## START Data for the task

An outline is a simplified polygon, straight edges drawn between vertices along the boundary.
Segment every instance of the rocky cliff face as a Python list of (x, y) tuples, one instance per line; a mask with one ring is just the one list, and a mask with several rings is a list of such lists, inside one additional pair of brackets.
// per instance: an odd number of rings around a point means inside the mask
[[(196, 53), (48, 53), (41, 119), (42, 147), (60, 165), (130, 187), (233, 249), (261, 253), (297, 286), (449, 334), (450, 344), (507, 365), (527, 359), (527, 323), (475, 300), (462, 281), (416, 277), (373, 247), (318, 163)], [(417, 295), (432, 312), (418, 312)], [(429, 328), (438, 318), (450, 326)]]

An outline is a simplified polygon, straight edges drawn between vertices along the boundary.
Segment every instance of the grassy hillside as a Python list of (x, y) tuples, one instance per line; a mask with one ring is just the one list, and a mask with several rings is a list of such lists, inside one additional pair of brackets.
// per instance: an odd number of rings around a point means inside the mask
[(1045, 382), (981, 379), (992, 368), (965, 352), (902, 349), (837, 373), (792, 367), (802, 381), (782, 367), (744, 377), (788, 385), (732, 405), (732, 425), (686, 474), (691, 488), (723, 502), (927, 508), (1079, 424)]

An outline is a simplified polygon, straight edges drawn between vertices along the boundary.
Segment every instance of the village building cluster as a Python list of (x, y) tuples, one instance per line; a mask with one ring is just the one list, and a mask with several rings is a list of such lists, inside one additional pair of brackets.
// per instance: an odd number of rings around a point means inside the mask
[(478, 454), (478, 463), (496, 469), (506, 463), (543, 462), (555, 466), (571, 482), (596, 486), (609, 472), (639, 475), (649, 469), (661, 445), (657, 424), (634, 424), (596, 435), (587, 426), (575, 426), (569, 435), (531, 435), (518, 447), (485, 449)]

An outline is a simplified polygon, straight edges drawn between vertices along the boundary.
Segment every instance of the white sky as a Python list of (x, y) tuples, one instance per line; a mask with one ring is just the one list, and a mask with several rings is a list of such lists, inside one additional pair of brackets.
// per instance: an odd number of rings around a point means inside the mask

## END Data for the task

## [Exercise aim]
Edit the rows from the start through the line containing "508), (1079, 424)]" by replacing "simplified polygon" with "reduced polygon", and leave everything else in those lines unchanged.

## [Task answer]
An outline is a reduced polygon, straight edges drawn between vertices along the boundary.
Segment every instance of the rocky cliff face as a Python list of (x, y) tuples, one instance per line; a mask with one ring is just the one list, and a mask with several rings is a list of such lists, inside one additional pair of brackets.
// per instance: an odd number of rings around a point means inside the mask
[[(196, 53), (48, 53), (41, 119), (42, 147), (60, 165), (130, 187), (233, 249), (261, 253), (297, 286), (449, 334), (450, 344), (507, 365), (527, 359), (527, 323), (475, 300), (462, 281), (416, 277), (373, 247), (318, 163)], [(417, 295), (432, 312), (418, 312)], [(429, 328), (438, 318), (450, 326)]]

An outline is a reduced polygon, straight edges drawn between vertices along the boundary.
Segment every instance of the grassy hillside as a Python list of (x, y) tuples, one instance per line; a mask with one ring is just the one list, and a mask with several rings is a list of such lists, inside one additional pair of brackets.
// per instance: an odd number of rings around a point means inside the mask
[(1045, 382), (981, 379), (992, 368), (965, 352), (902, 349), (837, 373), (792, 367), (802, 381), (782, 367), (744, 377), (788, 385), (732, 405), (732, 425), (686, 474), (691, 488), (723, 502), (927, 508), (1079, 424)]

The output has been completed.